### DATA PROVIDED
###

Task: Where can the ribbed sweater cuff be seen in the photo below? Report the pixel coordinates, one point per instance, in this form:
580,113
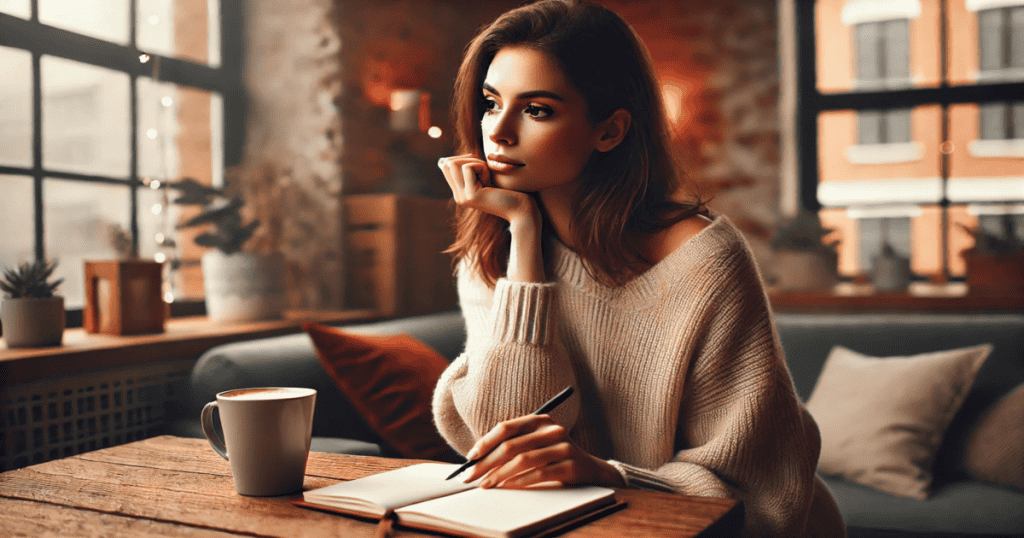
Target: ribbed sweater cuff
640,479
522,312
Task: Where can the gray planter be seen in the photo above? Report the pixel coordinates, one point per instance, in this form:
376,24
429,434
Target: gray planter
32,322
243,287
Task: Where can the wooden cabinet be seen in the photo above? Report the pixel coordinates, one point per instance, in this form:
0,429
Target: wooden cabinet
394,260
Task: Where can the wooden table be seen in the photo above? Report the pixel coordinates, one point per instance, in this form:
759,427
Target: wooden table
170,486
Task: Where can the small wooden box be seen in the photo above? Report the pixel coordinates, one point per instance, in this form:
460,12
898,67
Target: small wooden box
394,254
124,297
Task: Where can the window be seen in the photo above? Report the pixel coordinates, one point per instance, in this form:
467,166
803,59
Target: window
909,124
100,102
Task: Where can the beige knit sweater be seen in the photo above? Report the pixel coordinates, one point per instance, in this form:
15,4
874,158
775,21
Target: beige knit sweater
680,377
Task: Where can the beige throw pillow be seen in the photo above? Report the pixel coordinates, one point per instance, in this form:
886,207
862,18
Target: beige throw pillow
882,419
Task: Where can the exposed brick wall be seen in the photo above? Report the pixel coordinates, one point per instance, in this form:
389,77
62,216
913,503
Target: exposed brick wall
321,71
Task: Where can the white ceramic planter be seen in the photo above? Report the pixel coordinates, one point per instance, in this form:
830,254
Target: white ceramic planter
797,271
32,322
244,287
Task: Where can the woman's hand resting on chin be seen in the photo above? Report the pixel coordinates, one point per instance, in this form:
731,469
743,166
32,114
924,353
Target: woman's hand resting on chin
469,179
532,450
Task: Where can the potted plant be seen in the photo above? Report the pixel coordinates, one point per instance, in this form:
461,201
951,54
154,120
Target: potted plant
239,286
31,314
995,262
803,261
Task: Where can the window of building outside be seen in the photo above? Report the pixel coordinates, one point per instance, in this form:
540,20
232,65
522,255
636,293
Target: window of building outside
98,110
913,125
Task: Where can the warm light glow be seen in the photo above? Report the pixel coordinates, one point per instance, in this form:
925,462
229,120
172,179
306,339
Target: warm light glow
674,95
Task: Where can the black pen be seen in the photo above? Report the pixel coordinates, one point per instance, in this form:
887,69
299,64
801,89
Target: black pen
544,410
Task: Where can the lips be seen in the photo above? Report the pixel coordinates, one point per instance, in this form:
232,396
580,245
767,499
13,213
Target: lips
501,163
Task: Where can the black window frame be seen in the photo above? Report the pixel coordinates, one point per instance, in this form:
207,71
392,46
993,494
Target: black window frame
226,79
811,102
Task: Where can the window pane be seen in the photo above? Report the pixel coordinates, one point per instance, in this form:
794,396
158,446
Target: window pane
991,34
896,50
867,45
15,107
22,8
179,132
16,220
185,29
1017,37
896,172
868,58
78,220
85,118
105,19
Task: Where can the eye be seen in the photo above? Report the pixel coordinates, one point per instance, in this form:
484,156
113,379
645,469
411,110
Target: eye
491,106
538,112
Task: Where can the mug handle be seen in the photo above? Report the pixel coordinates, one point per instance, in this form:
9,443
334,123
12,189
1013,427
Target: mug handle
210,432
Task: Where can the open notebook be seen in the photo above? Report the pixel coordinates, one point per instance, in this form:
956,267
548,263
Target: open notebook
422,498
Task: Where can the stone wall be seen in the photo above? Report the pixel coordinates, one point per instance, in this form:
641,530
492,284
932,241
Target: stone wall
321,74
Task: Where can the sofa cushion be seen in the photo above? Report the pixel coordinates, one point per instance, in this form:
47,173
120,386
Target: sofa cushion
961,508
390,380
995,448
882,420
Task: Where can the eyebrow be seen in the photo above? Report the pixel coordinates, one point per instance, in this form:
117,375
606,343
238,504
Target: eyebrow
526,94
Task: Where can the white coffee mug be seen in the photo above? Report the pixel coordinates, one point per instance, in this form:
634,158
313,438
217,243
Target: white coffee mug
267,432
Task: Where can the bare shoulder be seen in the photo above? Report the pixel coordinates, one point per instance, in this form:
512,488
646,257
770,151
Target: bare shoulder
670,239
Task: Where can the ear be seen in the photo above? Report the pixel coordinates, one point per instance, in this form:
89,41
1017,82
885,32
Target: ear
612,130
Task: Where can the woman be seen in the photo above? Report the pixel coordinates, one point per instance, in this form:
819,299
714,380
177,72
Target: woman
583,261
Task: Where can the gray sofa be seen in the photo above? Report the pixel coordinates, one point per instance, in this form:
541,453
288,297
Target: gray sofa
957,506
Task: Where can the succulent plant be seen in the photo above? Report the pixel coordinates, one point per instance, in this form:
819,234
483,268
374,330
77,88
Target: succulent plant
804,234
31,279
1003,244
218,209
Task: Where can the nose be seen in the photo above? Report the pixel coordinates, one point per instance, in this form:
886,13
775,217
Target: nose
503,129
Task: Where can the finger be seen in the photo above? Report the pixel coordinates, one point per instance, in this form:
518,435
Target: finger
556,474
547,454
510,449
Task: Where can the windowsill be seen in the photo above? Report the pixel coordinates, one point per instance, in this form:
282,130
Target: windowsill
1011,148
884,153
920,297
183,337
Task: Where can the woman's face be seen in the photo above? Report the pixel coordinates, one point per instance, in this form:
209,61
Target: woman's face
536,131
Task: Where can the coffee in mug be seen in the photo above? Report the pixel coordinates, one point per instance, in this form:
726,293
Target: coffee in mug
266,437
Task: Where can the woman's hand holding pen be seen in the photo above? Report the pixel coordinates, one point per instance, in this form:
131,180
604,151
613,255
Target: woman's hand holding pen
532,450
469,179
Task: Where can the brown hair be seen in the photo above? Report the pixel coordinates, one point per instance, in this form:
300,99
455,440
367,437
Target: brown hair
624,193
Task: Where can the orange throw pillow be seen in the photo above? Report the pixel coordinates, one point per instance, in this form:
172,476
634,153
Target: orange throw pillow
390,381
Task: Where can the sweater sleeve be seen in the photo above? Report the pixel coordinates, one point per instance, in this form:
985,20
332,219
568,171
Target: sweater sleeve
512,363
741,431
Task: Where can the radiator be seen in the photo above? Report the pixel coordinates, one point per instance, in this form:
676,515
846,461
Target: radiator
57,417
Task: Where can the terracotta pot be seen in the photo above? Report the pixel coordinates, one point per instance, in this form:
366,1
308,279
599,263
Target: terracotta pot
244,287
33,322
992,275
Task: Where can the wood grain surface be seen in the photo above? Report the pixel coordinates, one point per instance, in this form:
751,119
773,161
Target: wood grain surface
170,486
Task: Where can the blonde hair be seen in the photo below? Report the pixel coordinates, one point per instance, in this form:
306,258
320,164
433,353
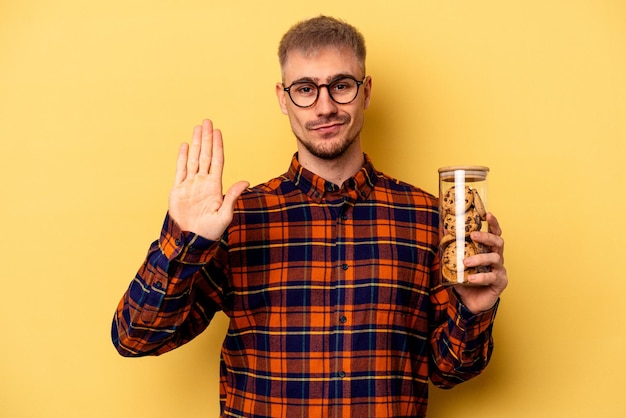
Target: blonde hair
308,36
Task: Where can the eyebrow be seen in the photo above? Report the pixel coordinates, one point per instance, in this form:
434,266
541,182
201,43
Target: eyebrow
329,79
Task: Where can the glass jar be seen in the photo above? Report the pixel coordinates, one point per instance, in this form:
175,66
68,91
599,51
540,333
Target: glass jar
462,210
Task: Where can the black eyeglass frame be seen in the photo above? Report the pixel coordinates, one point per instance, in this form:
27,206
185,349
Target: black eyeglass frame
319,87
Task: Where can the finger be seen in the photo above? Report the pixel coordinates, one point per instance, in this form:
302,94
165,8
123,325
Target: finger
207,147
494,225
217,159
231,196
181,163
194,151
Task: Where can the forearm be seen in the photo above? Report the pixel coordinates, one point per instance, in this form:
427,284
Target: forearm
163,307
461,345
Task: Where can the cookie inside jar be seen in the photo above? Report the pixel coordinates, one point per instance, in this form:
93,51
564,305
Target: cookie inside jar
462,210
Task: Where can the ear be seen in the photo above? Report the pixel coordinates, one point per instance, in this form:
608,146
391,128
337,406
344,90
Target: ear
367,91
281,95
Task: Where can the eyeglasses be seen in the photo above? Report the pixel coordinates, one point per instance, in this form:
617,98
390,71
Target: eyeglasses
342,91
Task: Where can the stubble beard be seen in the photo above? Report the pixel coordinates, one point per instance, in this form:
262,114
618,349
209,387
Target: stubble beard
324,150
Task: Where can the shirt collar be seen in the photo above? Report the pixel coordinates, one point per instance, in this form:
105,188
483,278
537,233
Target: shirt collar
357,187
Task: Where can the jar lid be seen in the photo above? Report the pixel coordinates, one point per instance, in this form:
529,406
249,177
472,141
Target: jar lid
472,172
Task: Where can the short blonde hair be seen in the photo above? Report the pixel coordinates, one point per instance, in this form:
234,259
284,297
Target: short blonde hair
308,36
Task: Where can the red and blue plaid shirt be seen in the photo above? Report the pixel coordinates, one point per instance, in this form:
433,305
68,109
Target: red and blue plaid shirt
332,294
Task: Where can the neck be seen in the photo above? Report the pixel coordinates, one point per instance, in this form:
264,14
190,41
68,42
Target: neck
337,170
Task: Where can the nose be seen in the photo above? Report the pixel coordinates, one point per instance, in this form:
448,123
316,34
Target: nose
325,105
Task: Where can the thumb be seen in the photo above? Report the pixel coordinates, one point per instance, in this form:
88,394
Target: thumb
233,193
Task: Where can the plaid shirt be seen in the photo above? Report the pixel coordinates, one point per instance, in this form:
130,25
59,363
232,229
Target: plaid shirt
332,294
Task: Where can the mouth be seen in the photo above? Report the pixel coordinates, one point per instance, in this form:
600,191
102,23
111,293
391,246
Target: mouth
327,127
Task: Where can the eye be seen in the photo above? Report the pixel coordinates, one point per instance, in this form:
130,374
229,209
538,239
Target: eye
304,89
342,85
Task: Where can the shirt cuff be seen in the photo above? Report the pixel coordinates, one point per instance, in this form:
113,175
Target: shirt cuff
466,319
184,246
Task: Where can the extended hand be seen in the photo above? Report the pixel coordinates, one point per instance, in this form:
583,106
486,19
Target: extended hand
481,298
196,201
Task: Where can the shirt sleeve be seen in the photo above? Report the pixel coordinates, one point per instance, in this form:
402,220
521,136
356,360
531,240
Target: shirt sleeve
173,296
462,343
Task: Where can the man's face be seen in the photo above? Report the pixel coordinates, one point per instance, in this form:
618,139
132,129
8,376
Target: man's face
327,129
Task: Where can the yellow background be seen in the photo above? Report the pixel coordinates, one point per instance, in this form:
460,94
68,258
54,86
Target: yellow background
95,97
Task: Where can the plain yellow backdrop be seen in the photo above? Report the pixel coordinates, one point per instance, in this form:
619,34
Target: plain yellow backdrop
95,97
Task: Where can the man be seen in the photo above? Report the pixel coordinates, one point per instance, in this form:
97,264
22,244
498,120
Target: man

###

Every line from the one containing "Task: Where can the extended" through the end of the data must be repeated exactly, and no other line.

Task: Where can the extended hand be seen in the photo above? Report the pixel coordinates, one point per instance, in this form:
583,106
486,19
Target: extended hand
481,298
196,201
Task: Where can the shirt sleeve be seen in the photo above? Report the pixel coordinates, one point per instance, in this form:
402,220
521,136
356,360
531,240
Target: shirt sleeve
173,296
462,343
Task: Where can the man's face be seen in the photo above? Report the pixel coordinates, one point per instance, in this form:
618,139
132,129
8,376
Target: man's face
327,129
Task: Where can the yellow background be seen in the photo above? Report the pixel coordinates, one point per instance, in this form:
460,94
68,258
54,86
Target: yellow background
95,97
Task: Where can the plain yellow backdrop be seen in the photo above? Report the pixel coordinates, one point per instance, in this form:
619,34
Target: plain yellow backdrop
95,97
Task: Where can the man be seen in the photo above? Report the pixel coordinates, one point per instance, in this form:
97,264
22,244
498,120
Target: man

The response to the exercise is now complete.